Exercise description
Output every record word for word, minus the pictures.
★ ★ ★ ★ ★ ★ ★
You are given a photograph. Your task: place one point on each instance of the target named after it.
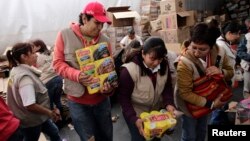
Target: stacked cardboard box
(150, 10)
(175, 21)
(122, 19)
★ ★ ★ ★ ★ ★ ★
Output for this task
You are given a photograph. Your task: place one point on each instance of the target named after it.
Target: stacked cardboard box
(150, 10)
(175, 21)
(122, 19)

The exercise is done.